■ Exercise description
Find the string "utility" in the data, then copy every line where it is found.

Natural language region descriptions
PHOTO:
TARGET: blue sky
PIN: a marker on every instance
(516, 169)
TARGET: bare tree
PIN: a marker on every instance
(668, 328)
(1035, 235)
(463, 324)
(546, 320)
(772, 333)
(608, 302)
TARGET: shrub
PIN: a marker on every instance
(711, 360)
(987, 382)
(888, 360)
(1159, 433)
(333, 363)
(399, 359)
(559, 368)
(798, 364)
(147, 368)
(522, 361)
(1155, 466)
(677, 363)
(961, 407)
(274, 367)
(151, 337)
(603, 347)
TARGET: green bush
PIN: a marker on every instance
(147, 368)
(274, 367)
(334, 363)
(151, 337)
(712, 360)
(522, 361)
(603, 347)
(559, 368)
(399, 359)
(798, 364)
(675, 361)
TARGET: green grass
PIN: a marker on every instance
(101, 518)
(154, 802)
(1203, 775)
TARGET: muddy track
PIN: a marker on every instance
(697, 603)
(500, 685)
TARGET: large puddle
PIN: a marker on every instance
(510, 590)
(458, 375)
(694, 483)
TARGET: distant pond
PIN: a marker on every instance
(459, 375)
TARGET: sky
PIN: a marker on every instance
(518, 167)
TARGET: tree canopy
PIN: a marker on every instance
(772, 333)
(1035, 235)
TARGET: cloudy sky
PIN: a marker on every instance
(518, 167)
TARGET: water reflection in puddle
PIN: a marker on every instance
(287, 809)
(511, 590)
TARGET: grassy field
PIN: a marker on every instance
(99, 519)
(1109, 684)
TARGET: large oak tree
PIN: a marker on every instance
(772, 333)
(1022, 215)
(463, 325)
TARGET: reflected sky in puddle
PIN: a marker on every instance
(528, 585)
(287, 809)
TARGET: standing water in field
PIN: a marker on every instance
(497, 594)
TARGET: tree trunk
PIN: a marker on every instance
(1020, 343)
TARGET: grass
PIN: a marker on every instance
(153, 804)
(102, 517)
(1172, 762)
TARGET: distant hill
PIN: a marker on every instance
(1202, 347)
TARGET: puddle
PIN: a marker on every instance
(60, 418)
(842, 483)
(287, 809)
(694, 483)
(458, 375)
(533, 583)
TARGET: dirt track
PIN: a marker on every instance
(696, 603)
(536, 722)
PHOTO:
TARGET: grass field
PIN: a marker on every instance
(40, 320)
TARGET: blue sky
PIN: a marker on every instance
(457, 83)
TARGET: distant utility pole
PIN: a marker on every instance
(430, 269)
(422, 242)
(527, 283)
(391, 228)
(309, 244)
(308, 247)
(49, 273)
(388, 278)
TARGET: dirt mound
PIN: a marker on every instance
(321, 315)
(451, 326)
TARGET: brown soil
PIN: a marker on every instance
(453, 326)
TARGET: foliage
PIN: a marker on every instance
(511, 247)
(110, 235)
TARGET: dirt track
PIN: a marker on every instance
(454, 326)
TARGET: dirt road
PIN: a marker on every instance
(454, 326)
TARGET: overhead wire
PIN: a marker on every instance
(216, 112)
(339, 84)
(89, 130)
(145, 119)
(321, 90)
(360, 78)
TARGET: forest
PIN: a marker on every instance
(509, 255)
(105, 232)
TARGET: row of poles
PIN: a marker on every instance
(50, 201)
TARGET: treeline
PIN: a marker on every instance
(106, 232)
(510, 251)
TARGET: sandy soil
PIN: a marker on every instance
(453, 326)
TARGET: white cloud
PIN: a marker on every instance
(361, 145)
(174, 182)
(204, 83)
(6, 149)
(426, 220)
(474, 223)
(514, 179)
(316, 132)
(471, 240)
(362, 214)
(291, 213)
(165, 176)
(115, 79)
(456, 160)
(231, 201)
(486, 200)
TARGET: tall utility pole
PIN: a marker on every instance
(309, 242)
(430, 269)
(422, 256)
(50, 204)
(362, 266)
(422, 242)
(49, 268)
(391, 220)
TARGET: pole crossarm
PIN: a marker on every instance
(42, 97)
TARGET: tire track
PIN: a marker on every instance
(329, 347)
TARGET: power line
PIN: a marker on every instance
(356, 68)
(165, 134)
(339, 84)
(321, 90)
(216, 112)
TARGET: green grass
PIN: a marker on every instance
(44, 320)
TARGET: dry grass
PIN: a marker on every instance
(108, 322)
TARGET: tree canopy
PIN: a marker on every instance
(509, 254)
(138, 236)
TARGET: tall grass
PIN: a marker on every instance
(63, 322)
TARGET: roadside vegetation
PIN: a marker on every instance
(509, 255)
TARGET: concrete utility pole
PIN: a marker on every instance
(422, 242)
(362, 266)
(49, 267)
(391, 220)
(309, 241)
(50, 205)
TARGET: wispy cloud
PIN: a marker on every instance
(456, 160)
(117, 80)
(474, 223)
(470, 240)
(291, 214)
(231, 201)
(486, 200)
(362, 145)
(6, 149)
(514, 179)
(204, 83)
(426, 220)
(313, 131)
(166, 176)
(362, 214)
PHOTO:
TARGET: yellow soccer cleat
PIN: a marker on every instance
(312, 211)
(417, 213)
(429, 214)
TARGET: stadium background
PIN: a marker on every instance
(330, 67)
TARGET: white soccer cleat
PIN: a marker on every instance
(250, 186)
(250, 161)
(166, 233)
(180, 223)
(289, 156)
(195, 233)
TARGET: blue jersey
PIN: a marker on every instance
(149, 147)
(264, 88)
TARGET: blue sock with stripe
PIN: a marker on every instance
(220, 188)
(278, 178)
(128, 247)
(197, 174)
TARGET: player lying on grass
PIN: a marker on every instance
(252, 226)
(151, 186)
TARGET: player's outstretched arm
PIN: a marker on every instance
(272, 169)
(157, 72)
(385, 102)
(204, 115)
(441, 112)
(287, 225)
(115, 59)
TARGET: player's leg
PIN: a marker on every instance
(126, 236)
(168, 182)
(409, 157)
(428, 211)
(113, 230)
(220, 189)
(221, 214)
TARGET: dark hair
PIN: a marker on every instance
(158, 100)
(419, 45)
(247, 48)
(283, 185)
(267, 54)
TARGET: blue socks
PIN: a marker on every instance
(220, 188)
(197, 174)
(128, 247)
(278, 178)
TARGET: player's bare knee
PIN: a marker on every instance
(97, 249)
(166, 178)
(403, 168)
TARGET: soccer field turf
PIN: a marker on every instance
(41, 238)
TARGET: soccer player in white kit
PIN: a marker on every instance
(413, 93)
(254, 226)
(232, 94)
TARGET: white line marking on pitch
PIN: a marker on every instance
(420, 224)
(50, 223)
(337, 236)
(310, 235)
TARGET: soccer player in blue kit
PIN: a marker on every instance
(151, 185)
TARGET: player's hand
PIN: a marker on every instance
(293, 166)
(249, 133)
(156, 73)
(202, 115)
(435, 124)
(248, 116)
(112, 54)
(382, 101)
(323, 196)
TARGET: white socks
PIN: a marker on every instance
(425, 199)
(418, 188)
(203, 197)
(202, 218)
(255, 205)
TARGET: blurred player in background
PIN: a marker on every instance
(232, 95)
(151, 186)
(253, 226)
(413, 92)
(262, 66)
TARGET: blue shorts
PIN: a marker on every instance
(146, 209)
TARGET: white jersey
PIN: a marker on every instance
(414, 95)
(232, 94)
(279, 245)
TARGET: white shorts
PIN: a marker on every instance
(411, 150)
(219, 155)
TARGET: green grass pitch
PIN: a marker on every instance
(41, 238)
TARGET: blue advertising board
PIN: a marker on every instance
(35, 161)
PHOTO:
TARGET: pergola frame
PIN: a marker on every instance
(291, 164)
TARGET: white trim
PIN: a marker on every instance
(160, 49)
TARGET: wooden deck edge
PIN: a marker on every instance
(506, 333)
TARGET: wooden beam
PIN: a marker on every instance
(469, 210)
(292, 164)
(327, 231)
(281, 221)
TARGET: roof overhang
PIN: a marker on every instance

■ Output of the task
TARGET: distant utility pole
TARGET: tall utility pole
TARGET: concrete utility pole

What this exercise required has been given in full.